# Supplied passage
****

Live from Your Neighborhood: A National Study of Outdoor Arts Festivals (NEA,
  • "art works": artist productions, arts engaging and inspiring audiences, arts workers as real workers
  • festivals and fairs collectively attract more unique audience members per year than most arts events
  • festival audiences are on average more diverse that those for many other types of live art events; their audiences more closely resemble the general population that no other groups of art-goers
  • arts festivals as tokens of civic pride, demonstrated by the government and community support they receive
  • activities usually span a wide array of art forms which converge in a single space
  • usually create a high-quality arts experience (juried, curated, managed by professionals, etc.)

****

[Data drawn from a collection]
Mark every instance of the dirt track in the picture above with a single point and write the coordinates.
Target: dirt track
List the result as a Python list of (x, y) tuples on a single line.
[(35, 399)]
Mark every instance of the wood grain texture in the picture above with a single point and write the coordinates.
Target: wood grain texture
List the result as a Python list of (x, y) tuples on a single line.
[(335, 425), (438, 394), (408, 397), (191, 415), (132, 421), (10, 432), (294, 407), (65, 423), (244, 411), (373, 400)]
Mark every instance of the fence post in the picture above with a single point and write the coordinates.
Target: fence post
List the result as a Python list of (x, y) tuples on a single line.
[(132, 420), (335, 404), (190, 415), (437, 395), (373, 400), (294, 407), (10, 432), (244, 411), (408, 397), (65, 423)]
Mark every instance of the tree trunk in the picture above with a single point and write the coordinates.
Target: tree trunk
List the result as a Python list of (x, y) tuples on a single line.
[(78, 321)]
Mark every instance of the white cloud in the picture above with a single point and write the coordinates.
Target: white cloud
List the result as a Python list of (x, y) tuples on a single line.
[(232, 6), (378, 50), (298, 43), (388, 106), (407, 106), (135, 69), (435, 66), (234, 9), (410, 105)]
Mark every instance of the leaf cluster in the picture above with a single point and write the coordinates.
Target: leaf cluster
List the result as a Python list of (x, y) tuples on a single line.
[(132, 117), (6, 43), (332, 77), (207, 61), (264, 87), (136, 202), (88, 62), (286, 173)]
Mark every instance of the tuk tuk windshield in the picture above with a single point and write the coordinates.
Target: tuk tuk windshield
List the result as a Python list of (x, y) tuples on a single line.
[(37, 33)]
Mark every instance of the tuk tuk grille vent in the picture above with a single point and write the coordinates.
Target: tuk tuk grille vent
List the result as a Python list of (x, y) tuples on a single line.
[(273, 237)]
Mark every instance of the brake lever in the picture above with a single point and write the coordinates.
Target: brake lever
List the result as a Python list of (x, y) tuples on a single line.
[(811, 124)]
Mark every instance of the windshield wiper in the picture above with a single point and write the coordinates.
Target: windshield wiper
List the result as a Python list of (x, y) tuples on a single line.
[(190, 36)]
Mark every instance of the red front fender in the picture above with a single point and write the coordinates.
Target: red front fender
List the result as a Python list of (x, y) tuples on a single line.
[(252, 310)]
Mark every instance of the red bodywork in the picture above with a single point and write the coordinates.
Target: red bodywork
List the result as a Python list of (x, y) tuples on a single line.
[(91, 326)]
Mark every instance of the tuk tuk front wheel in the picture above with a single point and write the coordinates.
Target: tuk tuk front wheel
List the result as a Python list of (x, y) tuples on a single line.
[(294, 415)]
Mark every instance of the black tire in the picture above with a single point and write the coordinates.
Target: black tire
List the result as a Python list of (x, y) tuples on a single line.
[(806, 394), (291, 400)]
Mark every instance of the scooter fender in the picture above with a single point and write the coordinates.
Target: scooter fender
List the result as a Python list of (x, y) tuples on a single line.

****

# Directions
**a)** According to the festival study notes, what demonstrates that arts festivals are tokens of civic pride?
**b)** Output the part of the festival study notes between "Live from Your" and "by professionals, etc.)", inclusive.

# Solutions to the tasks
**a)** The government and community support they receive.

**b)**
Live from Your Neighborhood: A National Study of Outdoor Arts Festivals (NEA,
  • "art works": artist productions, arts engaging and inspiring audiences, arts workers as real workers
  • festivals and fairs collectively attract more unique audience members per year than most arts events
  • festival audiences are on average more diverse that those for many other types of live art events; their audiences more closely resemble the general population that no other groups of art-goers
  • arts festivals as tokens of civic pride, demonstrated by the government and community support they receive
  • activities usually span a wide array of art forms which converge in a single space
  • usually create a high-quality arts experience (juried, curated, managed by professionals, etc.)